» **ФРАГМЕНТ ИСТОЧНИКА**
□ □ □ □ □ □ □
Есенин. Путь и беспутье - Алла Марченко
Шрифт:
Интервал:
И вот какой момент нельзя не учитывать, если мы хотим понять, почему Есенин считал цикл своих маленьких лирических поэм орнаментичной эпопеей. По мере расширения территории, запаленной яростью мужицкого бунта (в 1917-м – за землю и волю, с началом «продразверстки» – «за налоги на крестьянский труд»), полифонизируется и художественное пространство его лирического дневника. И если внимательно вслушаться, именно вслушаться, начинаешь «чуять», что у каждого «голоса», вплетенного в «золототканое цветенье», даже если это голос человека из хора, свой особый распев, своя правда и свое понимание происходящего. Буйствует Пантократор: (в книге пророка Иеремии, которому Есенин посвятил «Инонию», есть предсказание о нашествии на город, который должен быть «наказан», ибо в нем «всяческое угнетение», некоего сильного народа («пантократора»):
Тысчи лет те же звезды славятся,
Тем же медом струится плоть.
□ □ □ □ □ □ □
» **ИСХОДНЫЕ ДАННЫЕ**
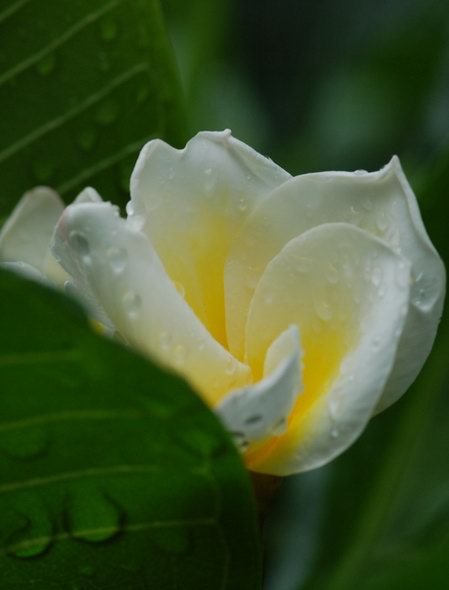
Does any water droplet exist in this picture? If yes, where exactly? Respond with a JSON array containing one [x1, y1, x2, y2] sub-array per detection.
[[173, 344, 187, 365], [159, 331, 172, 351], [64, 486, 123, 543], [36, 53, 56, 76], [376, 209, 389, 233], [396, 262, 410, 289], [315, 299, 334, 322], [96, 98, 119, 127], [106, 247, 128, 274], [100, 19, 118, 41], [123, 291, 142, 319]]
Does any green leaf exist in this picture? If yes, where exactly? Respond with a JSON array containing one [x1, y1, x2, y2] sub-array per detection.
[[280, 310, 449, 590], [0, 272, 260, 590], [0, 0, 184, 217]]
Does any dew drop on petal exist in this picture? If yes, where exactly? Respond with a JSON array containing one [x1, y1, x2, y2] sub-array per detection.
[[326, 263, 338, 285], [376, 209, 389, 233], [106, 247, 128, 274], [69, 230, 91, 265], [123, 291, 142, 319], [226, 357, 237, 375], [159, 330, 172, 351]]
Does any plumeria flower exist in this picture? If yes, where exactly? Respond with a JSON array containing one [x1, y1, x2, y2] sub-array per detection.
[[0, 131, 445, 475]]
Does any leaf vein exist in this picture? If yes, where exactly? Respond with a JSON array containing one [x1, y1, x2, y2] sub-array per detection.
[[0, 465, 163, 494], [0, 408, 143, 432], [0, 518, 218, 555], [0, 0, 123, 86], [0, 62, 148, 163], [56, 134, 150, 195]]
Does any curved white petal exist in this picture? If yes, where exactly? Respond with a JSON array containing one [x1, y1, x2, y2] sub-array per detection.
[[0, 262, 49, 285], [0, 187, 64, 274], [128, 131, 290, 344], [216, 326, 302, 452], [43, 186, 104, 286], [73, 186, 103, 205], [225, 157, 445, 410], [53, 203, 250, 404], [246, 223, 410, 475]]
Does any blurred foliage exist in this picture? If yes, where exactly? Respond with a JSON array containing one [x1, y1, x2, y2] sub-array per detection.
[[163, 0, 449, 590], [0, 271, 260, 590], [0, 0, 185, 219]]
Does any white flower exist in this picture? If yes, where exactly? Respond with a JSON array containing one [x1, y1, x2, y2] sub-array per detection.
[[0, 131, 445, 475]]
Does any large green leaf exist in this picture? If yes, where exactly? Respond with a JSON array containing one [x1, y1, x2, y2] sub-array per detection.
[[0, 0, 184, 217], [0, 272, 260, 590]]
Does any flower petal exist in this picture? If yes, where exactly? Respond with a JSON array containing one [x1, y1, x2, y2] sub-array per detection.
[[0, 262, 49, 286], [43, 186, 103, 286], [128, 131, 290, 344], [0, 187, 64, 274], [53, 203, 250, 404], [217, 326, 301, 451], [246, 223, 410, 475], [225, 157, 445, 410]]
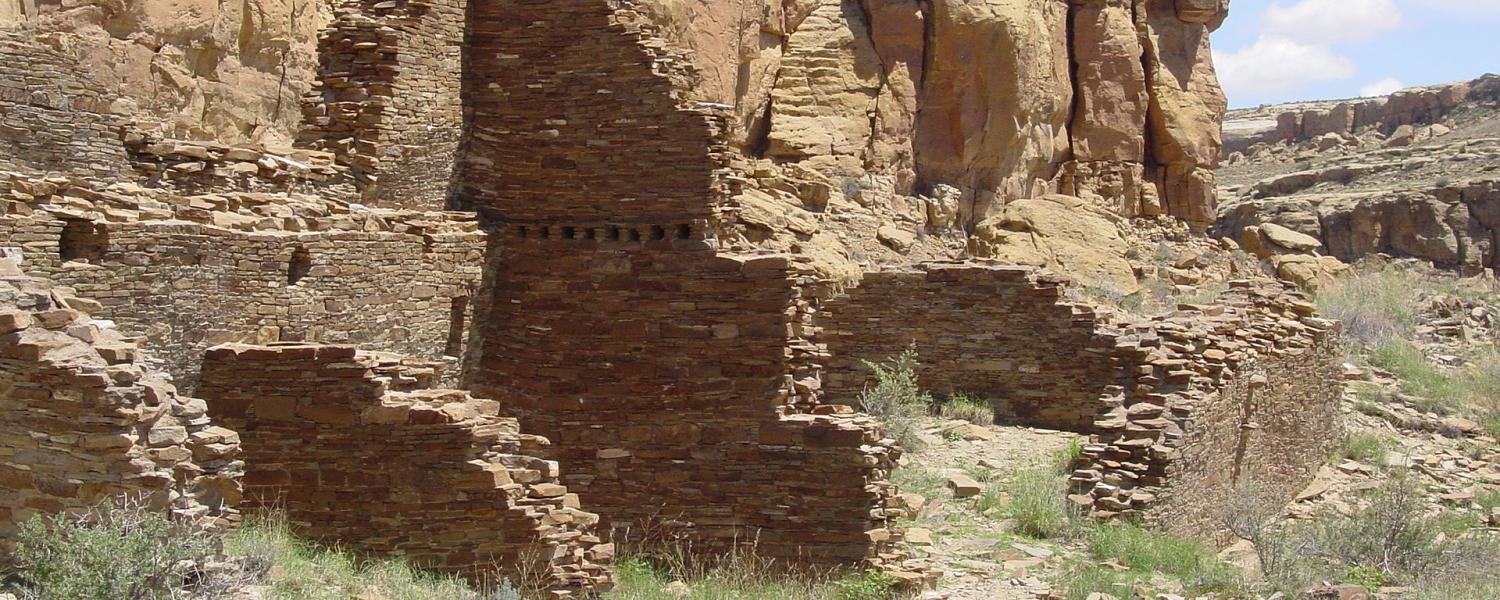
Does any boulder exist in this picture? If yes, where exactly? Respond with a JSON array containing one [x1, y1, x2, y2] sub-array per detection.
[[969, 195, 1140, 296]]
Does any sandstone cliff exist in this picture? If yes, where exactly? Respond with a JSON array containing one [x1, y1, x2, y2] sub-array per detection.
[[0, 0, 332, 143], [642, 0, 1229, 228]]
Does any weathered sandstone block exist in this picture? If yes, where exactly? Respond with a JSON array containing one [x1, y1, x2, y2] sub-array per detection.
[[203, 345, 611, 596], [0, 264, 245, 549]]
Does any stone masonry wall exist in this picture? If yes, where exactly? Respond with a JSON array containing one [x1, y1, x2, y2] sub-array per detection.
[[299, 0, 467, 210], [458, 0, 899, 564], [818, 263, 1119, 431], [0, 30, 129, 179], [0, 176, 485, 389], [458, 0, 732, 223], [1071, 282, 1343, 543], [0, 265, 243, 554], [471, 239, 899, 564], [203, 345, 612, 597]]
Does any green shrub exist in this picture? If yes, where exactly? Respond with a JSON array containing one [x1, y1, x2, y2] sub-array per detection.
[[860, 345, 933, 450], [602, 552, 876, 600], [1052, 438, 1083, 476], [938, 393, 995, 426], [225, 515, 498, 600], [1089, 524, 1244, 593], [834, 570, 900, 600], [1257, 473, 1500, 594], [1317, 270, 1424, 347], [1475, 489, 1500, 515], [1344, 567, 1386, 590], [1004, 468, 1080, 539], [1053, 563, 1137, 600], [15, 498, 212, 600]]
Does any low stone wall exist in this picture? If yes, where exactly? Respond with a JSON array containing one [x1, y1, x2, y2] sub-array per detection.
[[299, 0, 468, 210], [818, 263, 1119, 432], [0, 176, 485, 390], [470, 238, 900, 564], [0, 265, 243, 555], [203, 345, 612, 597], [1071, 282, 1343, 543], [0, 30, 131, 179]]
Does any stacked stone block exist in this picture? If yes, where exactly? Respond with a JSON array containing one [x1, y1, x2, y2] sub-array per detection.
[[471, 240, 900, 564], [458, 0, 734, 225], [125, 131, 357, 201], [818, 263, 1119, 431], [0, 30, 131, 179], [1071, 281, 1343, 543], [203, 345, 612, 597], [299, 0, 467, 210], [456, 0, 900, 564], [0, 265, 243, 549], [0, 174, 485, 389]]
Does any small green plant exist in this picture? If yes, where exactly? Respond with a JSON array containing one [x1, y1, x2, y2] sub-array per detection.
[[1317, 270, 1424, 347], [834, 570, 900, 600], [15, 497, 213, 600], [1004, 468, 1080, 539], [938, 393, 995, 428], [1052, 438, 1083, 476], [1475, 489, 1500, 513], [224, 513, 501, 600], [1340, 432, 1397, 464], [1344, 567, 1386, 590], [860, 345, 933, 450], [1089, 524, 1244, 593]]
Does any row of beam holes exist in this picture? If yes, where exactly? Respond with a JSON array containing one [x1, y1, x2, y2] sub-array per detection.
[[516, 224, 693, 242]]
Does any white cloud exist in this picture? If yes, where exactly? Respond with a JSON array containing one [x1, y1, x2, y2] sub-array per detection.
[[1409, 0, 1500, 17], [1214, 36, 1356, 99], [1359, 77, 1406, 96], [1265, 0, 1404, 45]]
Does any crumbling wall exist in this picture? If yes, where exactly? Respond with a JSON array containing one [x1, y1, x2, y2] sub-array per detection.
[[0, 176, 485, 389], [473, 239, 899, 563], [0, 30, 129, 179], [0, 265, 243, 549], [818, 263, 1119, 432], [461, 0, 899, 564], [203, 345, 612, 597], [1070, 282, 1343, 543], [299, 0, 468, 210]]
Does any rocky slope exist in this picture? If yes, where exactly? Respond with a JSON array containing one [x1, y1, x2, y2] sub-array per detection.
[[644, 0, 1229, 230], [1217, 75, 1500, 275], [0, 0, 333, 144]]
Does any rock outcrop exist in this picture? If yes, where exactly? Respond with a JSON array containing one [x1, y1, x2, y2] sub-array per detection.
[[0, 0, 332, 143], [642, 0, 1229, 228]]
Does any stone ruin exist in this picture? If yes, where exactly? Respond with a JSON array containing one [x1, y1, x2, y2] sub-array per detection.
[[0, 257, 245, 551], [0, 0, 1338, 596], [203, 344, 614, 590]]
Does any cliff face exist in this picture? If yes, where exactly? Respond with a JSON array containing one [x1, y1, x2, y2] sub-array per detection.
[[642, 0, 1229, 227], [0, 0, 333, 144]]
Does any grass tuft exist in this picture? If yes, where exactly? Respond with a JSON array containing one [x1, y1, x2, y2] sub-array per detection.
[[860, 345, 933, 450], [938, 393, 995, 428]]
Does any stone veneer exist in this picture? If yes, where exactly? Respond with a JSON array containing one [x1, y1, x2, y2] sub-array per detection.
[[0, 174, 485, 390], [458, 0, 900, 564], [1071, 281, 1343, 543], [203, 345, 614, 597], [0, 265, 243, 551], [818, 263, 1118, 431], [299, 0, 467, 210], [0, 30, 131, 177], [815, 263, 1343, 543], [471, 240, 899, 563]]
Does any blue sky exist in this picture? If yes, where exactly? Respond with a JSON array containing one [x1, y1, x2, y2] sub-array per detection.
[[1214, 0, 1500, 108]]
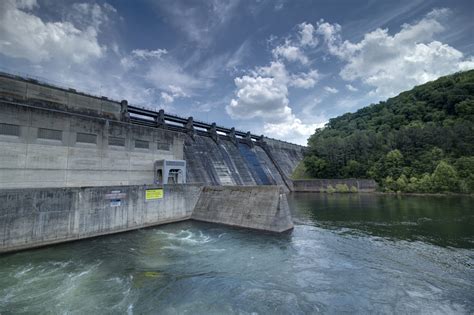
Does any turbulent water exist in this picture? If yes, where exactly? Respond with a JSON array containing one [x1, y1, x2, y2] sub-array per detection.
[[0, 194, 474, 315]]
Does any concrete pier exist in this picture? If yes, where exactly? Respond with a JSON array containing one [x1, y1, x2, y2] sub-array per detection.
[[191, 186, 293, 232]]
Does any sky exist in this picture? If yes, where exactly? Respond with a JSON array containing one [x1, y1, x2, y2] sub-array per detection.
[[0, 0, 474, 145]]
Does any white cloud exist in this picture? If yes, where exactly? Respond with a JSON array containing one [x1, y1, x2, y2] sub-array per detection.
[[316, 9, 474, 98], [298, 22, 318, 47], [324, 86, 339, 94], [0, 0, 106, 63], [161, 92, 174, 104], [160, 84, 188, 104], [120, 49, 168, 70], [272, 41, 308, 64], [289, 70, 319, 89], [226, 61, 320, 144], [346, 84, 359, 92]]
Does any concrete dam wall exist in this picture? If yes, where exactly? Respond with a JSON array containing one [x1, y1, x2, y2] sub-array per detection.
[[0, 184, 293, 253], [0, 74, 303, 190], [0, 73, 304, 252]]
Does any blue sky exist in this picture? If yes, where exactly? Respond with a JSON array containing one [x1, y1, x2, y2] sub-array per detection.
[[0, 0, 474, 144]]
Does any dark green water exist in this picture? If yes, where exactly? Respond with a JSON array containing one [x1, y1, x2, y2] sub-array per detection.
[[0, 194, 474, 315]]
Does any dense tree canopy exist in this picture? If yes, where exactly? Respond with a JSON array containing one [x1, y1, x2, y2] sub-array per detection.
[[304, 70, 474, 193]]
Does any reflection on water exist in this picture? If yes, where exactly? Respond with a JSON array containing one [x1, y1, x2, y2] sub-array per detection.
[[0, 194, 474, 314], [288, 193, 474, 248]]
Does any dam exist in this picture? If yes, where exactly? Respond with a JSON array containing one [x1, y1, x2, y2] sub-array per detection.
[[0, 73, 304, 252]]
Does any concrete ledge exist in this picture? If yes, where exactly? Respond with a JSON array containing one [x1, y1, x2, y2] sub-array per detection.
[[293, 178, 377, 192], [191, 186, 293, 233]]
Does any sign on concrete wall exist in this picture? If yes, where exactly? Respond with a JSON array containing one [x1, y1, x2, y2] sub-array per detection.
[[145, 189, 163, 200]]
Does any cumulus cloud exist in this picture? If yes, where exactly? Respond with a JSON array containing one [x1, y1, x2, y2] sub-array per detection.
[[316, 9, 474, 98], [160, 84, 188, 104], [0, 0, 106, 63], [324, 86, 339, 94], [120, 49, 168, 70], [289, 70, 319, 89], [298, 22, 318, 47], [226, 61, 320, 144], [272, 41, 308, 64], [346, 84, 359, 92]]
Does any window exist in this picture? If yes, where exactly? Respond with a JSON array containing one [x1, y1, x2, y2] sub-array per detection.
[[135, 140, 150, 149], [0, 124, 20, 137], [76, 132, 97, 144], [38, 128, 63, 141], [156, 142, 170, 151], [109, 137, 125, 147]]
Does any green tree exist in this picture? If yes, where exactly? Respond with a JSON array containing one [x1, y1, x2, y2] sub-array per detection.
[[304, 156, 328, 178], [432, 161, 458, 192]]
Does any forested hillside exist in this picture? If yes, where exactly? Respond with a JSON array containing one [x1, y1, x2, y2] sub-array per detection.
[[304, 70, 474, 193]]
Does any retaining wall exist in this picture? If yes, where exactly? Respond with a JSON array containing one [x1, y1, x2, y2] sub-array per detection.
[[0, 185, 202, 253], [293, 178, 377, 192], [0, 184, 293, 253]]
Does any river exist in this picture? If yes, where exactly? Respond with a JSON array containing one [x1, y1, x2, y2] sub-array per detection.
[[0, 194, 474, 315]]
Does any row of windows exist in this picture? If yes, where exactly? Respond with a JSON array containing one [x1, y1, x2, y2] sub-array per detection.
[[0, 123, 170, 151]]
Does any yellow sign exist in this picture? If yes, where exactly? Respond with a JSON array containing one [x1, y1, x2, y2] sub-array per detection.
[[145, 189, 163, 200]]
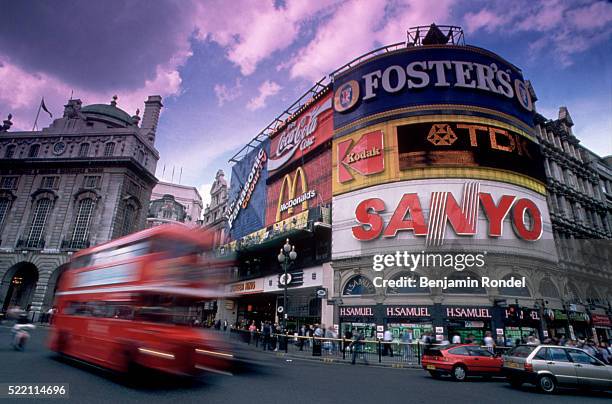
□ □ □ □ □ □ □
» **ЗАДАНИЕ**
Перепишите весь фрагмент о Есенине полностью, без каких-либо изменений.

» **ОТВЕТ НА ЗАДАНИЕ**
Есенин. Путь и беспутье - Алла Марченко
Шрифт:
Интервал:
И вот какой момент нельзя не учитывать, если мы хотим понять, почему Есенин считал цикл своих маленьких лирических поэм орнаментичной эпопеей. По мере расширения территории, запаленной яростью мужицкого бунта (в 1917-м – за землю и волю, с началом «продразверстки» – «за налоги на крестьянский труд»), полифонизируется и художественное пространство его лирического дневника. И если внимательно вслушаться, именно вслушаться, начинаешь «чуять», что у каждого «голоса», вплетенного в «золототканое цветенье», даже если это голос человека из хора, свой особый распев, своя правда и свое понимание происходящего. Буйствует Пантократор: (в книге пророка Иеремии, которому Есенин посвятил «Инонию», есть предсказание о нашествии на город, который должен быть «наказан», ибо в нем «всяческое угнетение», некоего сильного народа («пантократора»):
Тысчи лет те же звезды славятся,
Тем же медом струится плоть.